__What is expected__:
Set down each of the records below word for word, leaving out the pictures.

#### Supplied records ####

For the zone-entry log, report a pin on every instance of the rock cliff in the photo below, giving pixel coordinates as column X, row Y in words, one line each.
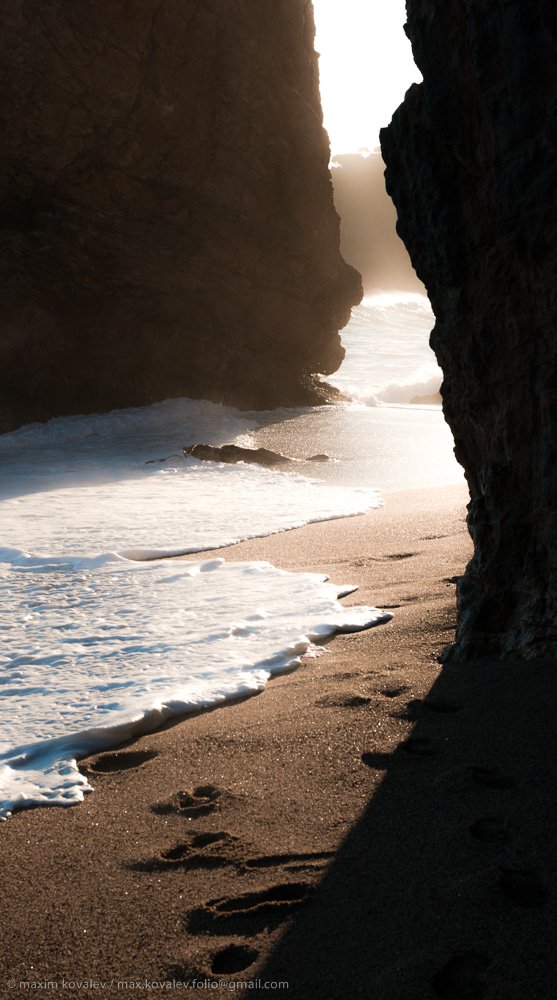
column 166, row 217
column 472, row 167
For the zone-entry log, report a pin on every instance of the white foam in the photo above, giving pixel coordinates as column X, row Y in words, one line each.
column 89, row 484
column 388, row 358
column 97, row 651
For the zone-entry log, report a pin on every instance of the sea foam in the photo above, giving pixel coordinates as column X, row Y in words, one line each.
column 96, row 651
column 98, row 648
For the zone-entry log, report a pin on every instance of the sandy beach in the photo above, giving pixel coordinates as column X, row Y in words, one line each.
column 371, row 825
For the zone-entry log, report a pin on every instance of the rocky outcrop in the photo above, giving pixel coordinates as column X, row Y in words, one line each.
column 368, row 238
column 166, row 217
column 472, row 168
column 233, row 453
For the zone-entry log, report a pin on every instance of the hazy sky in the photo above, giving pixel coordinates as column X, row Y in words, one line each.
column 365, row 67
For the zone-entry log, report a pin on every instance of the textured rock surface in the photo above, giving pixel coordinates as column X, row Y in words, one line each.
column 368, row 239
column 472, row 168
column 166, row 217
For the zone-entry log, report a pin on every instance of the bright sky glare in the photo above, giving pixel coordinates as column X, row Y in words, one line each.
column 366, row 66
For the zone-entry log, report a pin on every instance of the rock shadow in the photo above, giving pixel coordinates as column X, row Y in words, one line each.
column 445, row 887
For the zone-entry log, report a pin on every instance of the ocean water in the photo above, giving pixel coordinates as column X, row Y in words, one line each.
column 98, row 644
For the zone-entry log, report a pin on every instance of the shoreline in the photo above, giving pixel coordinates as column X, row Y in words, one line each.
column 319, row 827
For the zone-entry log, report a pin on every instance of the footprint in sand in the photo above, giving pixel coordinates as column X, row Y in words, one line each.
column 201, row 850
column 491, row 830
column 492, row 778
column 234, row 958
column 347, row 701
column 221, row 850
column 111, row 763
column 524, row 886
column 393, row 691
column 420, row 746
column 191, row 803
column 417, row 708
column 251, row 912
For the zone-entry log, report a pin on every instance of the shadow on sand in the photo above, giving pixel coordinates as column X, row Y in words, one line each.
column 446, row 886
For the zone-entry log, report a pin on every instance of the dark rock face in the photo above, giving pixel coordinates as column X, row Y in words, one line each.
column 166, row 217
column 472, row 167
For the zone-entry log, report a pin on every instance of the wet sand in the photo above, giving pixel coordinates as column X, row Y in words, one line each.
column 370, row 826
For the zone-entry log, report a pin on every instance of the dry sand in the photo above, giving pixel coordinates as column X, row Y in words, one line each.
column 370, row 826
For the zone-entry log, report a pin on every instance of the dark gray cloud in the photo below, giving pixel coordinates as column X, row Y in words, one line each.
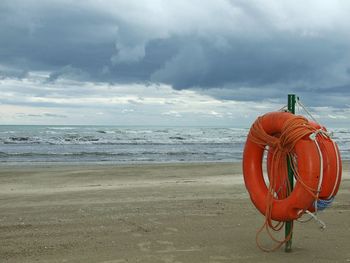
column 240, row 50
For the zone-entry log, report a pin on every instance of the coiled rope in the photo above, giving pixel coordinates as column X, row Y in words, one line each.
column 282, row 149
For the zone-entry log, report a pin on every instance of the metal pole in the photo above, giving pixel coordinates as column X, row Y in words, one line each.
column 289, row 224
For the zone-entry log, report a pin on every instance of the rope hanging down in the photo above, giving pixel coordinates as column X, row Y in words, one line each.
column 280, row 147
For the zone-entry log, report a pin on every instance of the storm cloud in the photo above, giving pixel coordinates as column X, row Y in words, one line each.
column 230, row 50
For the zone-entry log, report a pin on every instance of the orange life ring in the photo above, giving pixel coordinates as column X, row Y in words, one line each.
column 332, row 168
column 308, row 161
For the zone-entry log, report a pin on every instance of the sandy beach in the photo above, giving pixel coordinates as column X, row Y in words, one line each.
column 150, row 213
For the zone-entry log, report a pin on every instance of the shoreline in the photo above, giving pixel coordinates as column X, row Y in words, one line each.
column 187, row 212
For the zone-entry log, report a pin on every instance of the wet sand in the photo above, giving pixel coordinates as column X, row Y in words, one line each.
column 149, row 213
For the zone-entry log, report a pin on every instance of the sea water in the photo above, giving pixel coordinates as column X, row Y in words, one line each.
column 111, row 144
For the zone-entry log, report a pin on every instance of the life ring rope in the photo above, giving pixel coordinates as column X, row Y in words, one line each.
column 281, row 140
column 293, row 130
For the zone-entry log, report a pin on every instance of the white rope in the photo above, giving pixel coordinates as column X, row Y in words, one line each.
column 338, row 170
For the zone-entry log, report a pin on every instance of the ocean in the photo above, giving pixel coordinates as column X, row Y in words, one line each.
column 111, row 144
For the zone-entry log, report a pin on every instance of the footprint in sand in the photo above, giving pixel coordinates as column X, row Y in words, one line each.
column 144, row 246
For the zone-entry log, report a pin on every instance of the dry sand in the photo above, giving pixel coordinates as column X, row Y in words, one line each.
column 149, row 213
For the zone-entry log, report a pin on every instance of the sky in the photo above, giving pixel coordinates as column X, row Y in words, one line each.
column 172, row 63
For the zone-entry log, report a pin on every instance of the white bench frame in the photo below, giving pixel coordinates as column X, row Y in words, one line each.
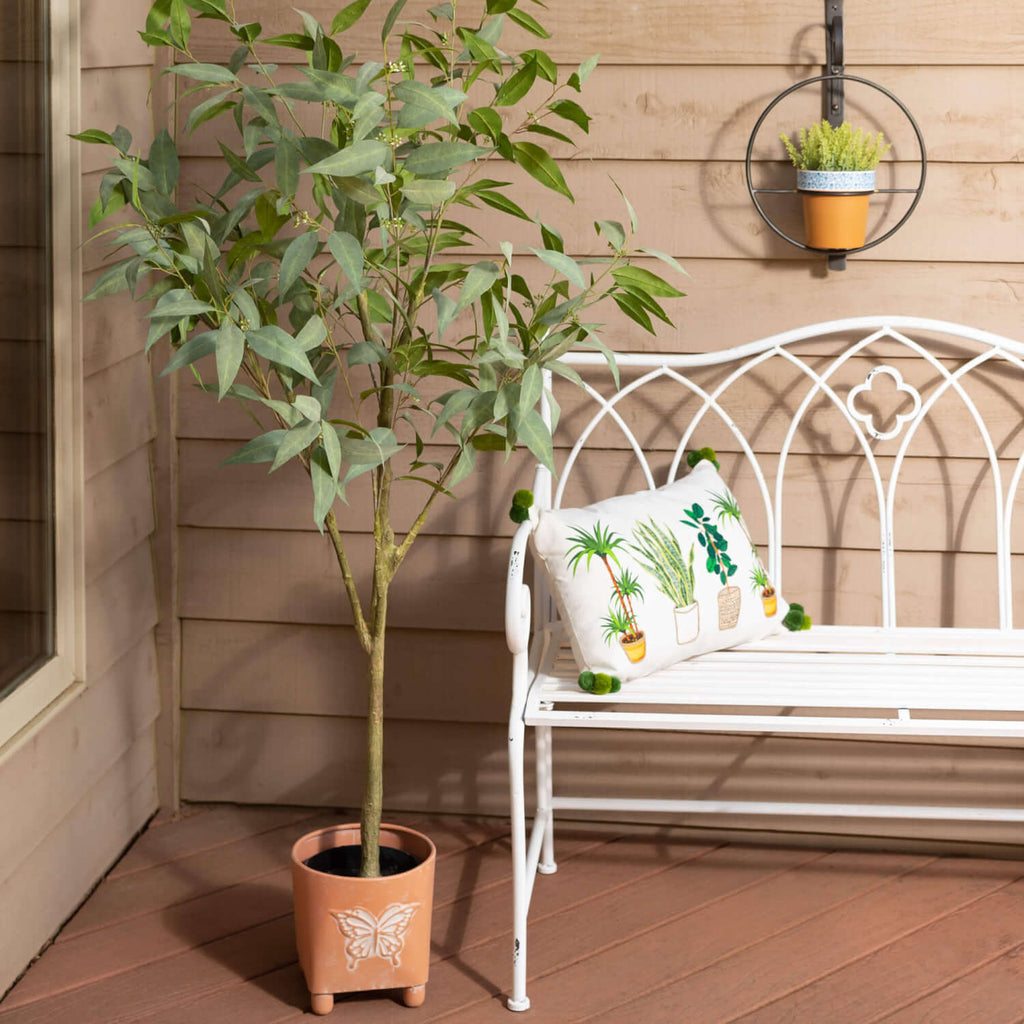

####

__Answer to the problem__:
For the zone-entry log, report a pin on every instance of the rock cliff in the photo below, giving pixel coordinates as column X, row Y in words, one line each.
column 166, row 217
column 472, row 167
For the zone-entry log, report a pin on every instance of the white foam in the photo above, giving pixel coordinates as column X, row Y in words, one line each.
column 89, row 484
column 388, row 358
column 97, row 651
For the zone-entry log, report a pin on every instance of the sea foam in the photo above, giving pixel coordinates as column X, row Y in words, one line each.
column 96, row 651
column 98, row 648
For the zone-entry log, report a pin on every instance of the sandy beach in the photo above, giving pixel coordinates as column X, row Y in words, one line each.
column 371, row 825
For the zone-entry log, report a pin on every instance of the rocky outcrop in the photo above, giving pixel coordinates as column X, row Y in words, one line each.
column 368, row 238
column 166, row 217
column 472, row 168
column 233, row 453
For the zone-entry log, report a pin on every instance of the hazy sky in the photo above, giving pixel coordinates as column X, row Y in words, one line each.
column 365, row 67
For the zone-entry log, report a pin on every instance of the textured rock surface in the photo above, giving pixel coordinates as column X, row Y in words, one line each.
column 368, row 239
column 472, row 168
column 166, row 217
For the zone-entry log, report a pin on every instance of the bright sky glare in the photo above, giving pixel coordinates as column X, row Y in words, one line each.
column 366, row 66
For the zone-entry log, report a pin on every instance of the rock shadow in the photo above, giving pixel coordinates as column X, row Y in words, one line each.
column 445, row 887
For the zone-entry log, report a pin on every instance of the ocean water in the photo above, giving pixel coordinates as column X, row Y in words, one line each.
column 98, row 644
For the zone-entry log, report a pin on every instance of the shoreline in the photo above, giving pixel coordinates as column X, row Y in words, one line each.
column 319, row 827
For the zone-entry log, report a pin on every instance of the footprint in sand in the photo above, giving pixel coordinates as column X, row Y in words, one line each.
column 201, row 850
column 491, row 830
column 492, row 778
column 234, row 958
column 347, row 701
column 221, row 850
column 111, row 763
column 524, row 886
column 393, row 691
column 420, row 746
column 191, row 803
column 417, row 708
column 251, row 912
For the zone-entry log, report a pin on every instance of the shadow on sand in the photo above, giving pixel coordinates as column X, row Y in words, one line each.
column 446, row 886
For the zone-entry log, report a pin on every instance of the dark rock face in the photo above, giving pixel coordinates as column X, row Y in words, one line each.
column 166, row 217
column 472, row 167
For the zone-entry log, report a pin on every instance of the wet sand in the photo above, giving pixel coordinates as column X, row Y in words, one line each.
column 370, row 826
For the zone-entry log, report a pin on every instance of the dry sand in the photo above, giving pixel coordinates as column X, row Y in words, one line each.
column 370, row 826
For the zone-entry log, report a pin on every instance of the dark gray cloud in the photo below, giving pixel coordinates as column X, row Y in words, one line each.
column 240, row 50
For the zone-entry log, report a pin on every instance of the coiled rope in the photo above, giving pixel coordinates as column X, row Y in words, one line each.
column 282, row 149
For the zone-entry log, report a pin on every instance of the metal pole in the photo above, giving pixel coordinates as column X, row Y in words, one line each.
column 289, row 224
For the zone-entry log, report a pin on every instance of the rope hanging down in the photo above, giving pixel coordinates as column X, row Y in words, one line each.
column 280, row 147
For the zone-entry log, report a pin on every instance of the storm cloud in the photo above, giving pixel coordinates as column X, row Y in words, one line each.
column 230, row 50
For the zone-entry log, report a pin on every instance of the orange life ring in the photo above, giving pixel coordinates as column X, row Y in words, one line each.
column 332, row 168
column 308, row 161
For the zone-entry log, report a pin on every instance of the sandy beach in the photo above, giving pixel coordinates as column X, row Y in words, one line each.
column 150, row 213
For the zone-entry log, report a pin on every instance of the shoreline in the photo above, giving pixel coordinates as column X, row Y in words, one line each.
column 187, row 212
For the zone-entry log, report a pin on every instance of the wet sand in the photo above, giving pixel coordinates as column X, row Y in words, one line each.
column 149, row 213
For the zone-entry log, report a pin on every instance of the sea water in the photo above, giving pixel coordinates as column X, row Y in words, one line each.
column 111, row 144
For the zone-entry log, report a pin on every instance of the life ring rope in the photo above, giving pixel coordinates as column X, row Y in words, one line each.
column 281, row 140
column 293, row 130
For the zone-entry log, report a pin on every instance of the white rope in the photo above, giving pixel coordinates as column X, row Y in words, one line each.
column 338, row 170
For the zone-entry log, report a pin on every instance of the ocean in the photo above, giving pixel coordinates as column X, row Y in words, one line each.
column 111, row 144
For the zone-entry log, report a pin on every instance of the footprint in sand in the photo above, giving pixel coordinates as column X, row Y in words, one line each.
column 144, row 246
For the zone-entry log, report a pin on every instance of the dry sand in the photo above, giving pixel coordinates as column X, row Y in words, one line each.
column 149, row 213
For the zone-entry log, report a pin on every instance of the sky in the photo above, giving pixel coordinates as column X, row Y in words, one line each.
column 172, row 63
For the zone-entry log, report a pin on every instance of the white bench frame in the photo below, giving pixel coordinates as column X, row Y in words, one line each.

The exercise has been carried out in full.